[Text segment — start]

Andrzej Krauze describes himself as a visual clerk. ‘Everyday for the past forty years’, he would tell visitors and friends, ‘I go to my office, and I make two or three drawings. By now I’ve made 20 to 25,000. They are in these drawers. They are my babies. I can never find the one I am looking for, I am a very bad parent.’ He is proud to have angered those who despise him. Prime ministers and Presidents have demanded his sacking.
When I was researching an exhibition to mark the twentieth anniversary of the fall of the Soviet Union, I asked Andrzej Klimowski to recommend artists. Without hesitation he replied, ‘you must go to see Andrzej Krauze. When we were students he was our inspiration, and he still is today’. In the winter of 1981, when Martial Law was declared in his native Poland, Krauze was visiting the West. Already an established anti-establishment figure at home, the visual clerk pilloried those responsible with his paper and pen. His drawings flew around the world, and consequently Andrzej could not return home. He settled in England, and continued to draw.
One of his best-loved characters is an anthropomorphic pen, similar to the one which Andrzej uses to draw. It is a mapping pen, the sort you dip in ink. Mr. Pen has suffered many indignities. He is an intellectual, an outcast, a questioner, a man much put-upon, a clerk with revenge in his heart- and a man who has quietly amassed many thousands of drawings.

[Text segment — finish]
[Given entries — start]

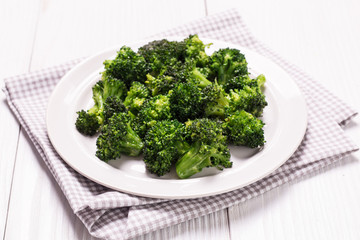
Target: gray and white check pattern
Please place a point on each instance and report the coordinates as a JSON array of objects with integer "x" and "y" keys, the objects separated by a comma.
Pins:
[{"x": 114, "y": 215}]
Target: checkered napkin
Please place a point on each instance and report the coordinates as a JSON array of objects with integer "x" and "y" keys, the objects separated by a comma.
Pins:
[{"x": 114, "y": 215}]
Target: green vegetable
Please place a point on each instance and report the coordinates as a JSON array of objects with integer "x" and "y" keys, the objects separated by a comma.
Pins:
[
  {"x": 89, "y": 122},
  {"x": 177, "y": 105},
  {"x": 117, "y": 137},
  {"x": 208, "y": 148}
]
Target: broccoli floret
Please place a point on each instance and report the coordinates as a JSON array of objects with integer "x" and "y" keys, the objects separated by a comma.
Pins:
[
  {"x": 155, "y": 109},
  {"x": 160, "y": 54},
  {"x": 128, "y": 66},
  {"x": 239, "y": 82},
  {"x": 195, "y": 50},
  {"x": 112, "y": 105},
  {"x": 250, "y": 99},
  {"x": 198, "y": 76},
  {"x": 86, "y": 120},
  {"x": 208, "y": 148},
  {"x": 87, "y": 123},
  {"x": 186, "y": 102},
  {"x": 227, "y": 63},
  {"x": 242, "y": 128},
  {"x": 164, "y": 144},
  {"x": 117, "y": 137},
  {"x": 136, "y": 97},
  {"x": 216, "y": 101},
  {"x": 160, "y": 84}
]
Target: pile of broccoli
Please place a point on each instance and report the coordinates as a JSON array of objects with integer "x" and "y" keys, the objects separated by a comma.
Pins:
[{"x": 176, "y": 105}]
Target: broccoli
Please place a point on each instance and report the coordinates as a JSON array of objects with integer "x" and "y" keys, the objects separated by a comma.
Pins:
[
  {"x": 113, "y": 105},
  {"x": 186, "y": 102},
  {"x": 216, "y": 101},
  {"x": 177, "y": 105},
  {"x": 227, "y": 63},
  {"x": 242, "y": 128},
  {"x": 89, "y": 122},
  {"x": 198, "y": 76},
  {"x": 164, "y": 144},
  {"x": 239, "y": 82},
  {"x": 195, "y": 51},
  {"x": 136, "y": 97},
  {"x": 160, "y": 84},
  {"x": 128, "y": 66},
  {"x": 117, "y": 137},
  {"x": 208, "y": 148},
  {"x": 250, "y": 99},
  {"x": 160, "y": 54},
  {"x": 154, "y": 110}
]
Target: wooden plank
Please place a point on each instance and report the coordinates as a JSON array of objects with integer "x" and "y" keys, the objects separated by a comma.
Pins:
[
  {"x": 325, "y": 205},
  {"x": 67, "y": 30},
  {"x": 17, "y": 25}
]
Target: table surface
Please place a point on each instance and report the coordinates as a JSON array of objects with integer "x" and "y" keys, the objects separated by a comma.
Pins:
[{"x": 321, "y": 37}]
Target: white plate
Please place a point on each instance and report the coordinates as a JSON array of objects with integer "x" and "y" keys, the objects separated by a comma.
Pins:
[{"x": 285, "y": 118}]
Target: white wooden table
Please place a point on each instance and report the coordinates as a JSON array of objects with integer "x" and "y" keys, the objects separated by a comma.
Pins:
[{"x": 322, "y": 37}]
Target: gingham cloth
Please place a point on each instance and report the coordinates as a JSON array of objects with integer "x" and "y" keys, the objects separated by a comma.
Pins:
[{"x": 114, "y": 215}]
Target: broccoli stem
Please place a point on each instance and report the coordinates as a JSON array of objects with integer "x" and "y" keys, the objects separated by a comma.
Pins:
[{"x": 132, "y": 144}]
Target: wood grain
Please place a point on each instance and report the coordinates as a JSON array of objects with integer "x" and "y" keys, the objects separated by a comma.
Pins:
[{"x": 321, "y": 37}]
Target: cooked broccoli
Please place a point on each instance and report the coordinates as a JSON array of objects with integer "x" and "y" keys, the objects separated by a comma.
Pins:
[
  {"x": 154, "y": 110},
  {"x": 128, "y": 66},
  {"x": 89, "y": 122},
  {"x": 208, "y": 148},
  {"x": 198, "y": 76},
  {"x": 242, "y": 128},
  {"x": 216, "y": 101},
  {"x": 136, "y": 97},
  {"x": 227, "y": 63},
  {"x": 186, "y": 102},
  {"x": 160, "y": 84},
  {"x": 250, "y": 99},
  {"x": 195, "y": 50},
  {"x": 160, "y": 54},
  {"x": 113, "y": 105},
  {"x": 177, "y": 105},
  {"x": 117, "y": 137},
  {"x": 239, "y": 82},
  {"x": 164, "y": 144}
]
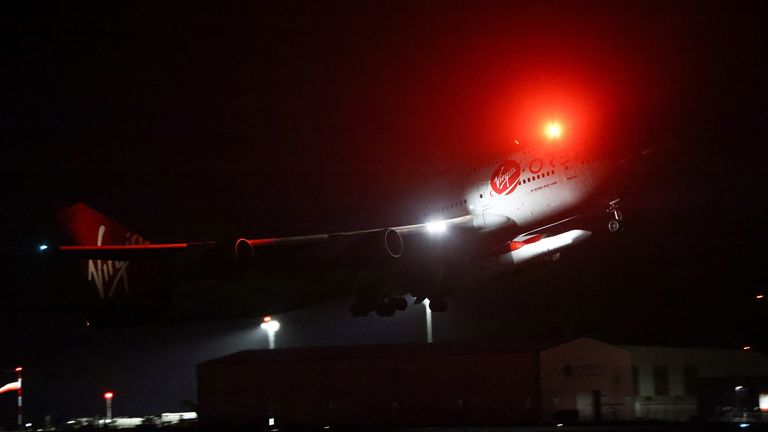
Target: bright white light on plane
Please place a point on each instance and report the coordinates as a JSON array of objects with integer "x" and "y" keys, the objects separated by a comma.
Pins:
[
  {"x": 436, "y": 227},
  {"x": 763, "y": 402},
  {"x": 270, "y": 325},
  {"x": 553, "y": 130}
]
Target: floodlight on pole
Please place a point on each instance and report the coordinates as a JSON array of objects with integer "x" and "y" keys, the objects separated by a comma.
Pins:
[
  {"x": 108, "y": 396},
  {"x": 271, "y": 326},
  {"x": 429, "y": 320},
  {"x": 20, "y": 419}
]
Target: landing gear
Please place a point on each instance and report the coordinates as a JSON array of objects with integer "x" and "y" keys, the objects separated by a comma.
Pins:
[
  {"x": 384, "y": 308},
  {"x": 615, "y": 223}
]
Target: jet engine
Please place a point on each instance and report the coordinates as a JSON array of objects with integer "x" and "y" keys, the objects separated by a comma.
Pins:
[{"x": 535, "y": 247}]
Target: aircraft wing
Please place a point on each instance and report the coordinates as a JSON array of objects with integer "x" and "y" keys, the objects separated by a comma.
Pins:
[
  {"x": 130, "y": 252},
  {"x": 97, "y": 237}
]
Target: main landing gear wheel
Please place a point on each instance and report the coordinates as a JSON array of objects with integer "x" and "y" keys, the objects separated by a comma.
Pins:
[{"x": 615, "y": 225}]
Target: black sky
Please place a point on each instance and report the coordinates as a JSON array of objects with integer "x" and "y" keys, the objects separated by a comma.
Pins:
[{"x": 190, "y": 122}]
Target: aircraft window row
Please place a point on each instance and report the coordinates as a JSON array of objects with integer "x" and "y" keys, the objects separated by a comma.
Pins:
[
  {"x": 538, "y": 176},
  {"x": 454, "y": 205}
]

[Given entries — finish]

• **Exercises**:
1. Rewrite the paragraph in the text about Andrzej Krauze that begins "One of his best-loved characters" as a short bulleted list that keeps its main facts.
2. Answer these questions from the text about Andrzej Krauze:
(a) How many drawings does Krauze say he has made by now?
(b) In what season and year was Martial Law declared in Poland?
(c) What kind of pen is Mr. Pen modeled on?
3. Copy the section of the text about Andrzej Krauze that begins at "Andrzej Krauze describes" and ends after "demanded his sacking.". In it, change "office" to "studio".

• **Numbered answers**:
1.
- One of Krauze's best-loved characters is Mr. Pen, an anthropomorphic pen like the one he draws with.
- It is a mapping pen, the kind dipped in ink.
- Mr. Pen has suffered many indignities.
- He is an intellectual, an outcast, a questioner, much put-upon, and a clerk with revenge in his heart.
- He has quietly amassed many thousands of drawings.

2.
(a) 20 to 25,000.
(b) The winter of 1981.
(c) A mapping pen, the kind dipped in ink.

3.
Andrzej Krauze describes himself as a visual clerk. ‘Everyday for the past forty years’, he would tell visitors and friends, ‘I go to my studio, and I make two or three drawings. By now I’ve made 20 to 25,000. They are in these drawers. They are my babies. I can never find the one I am looking for, I am a very bad parent.’ He is proud to have angered those who despise him. Prime ministers and Presidents have demanded his sacking.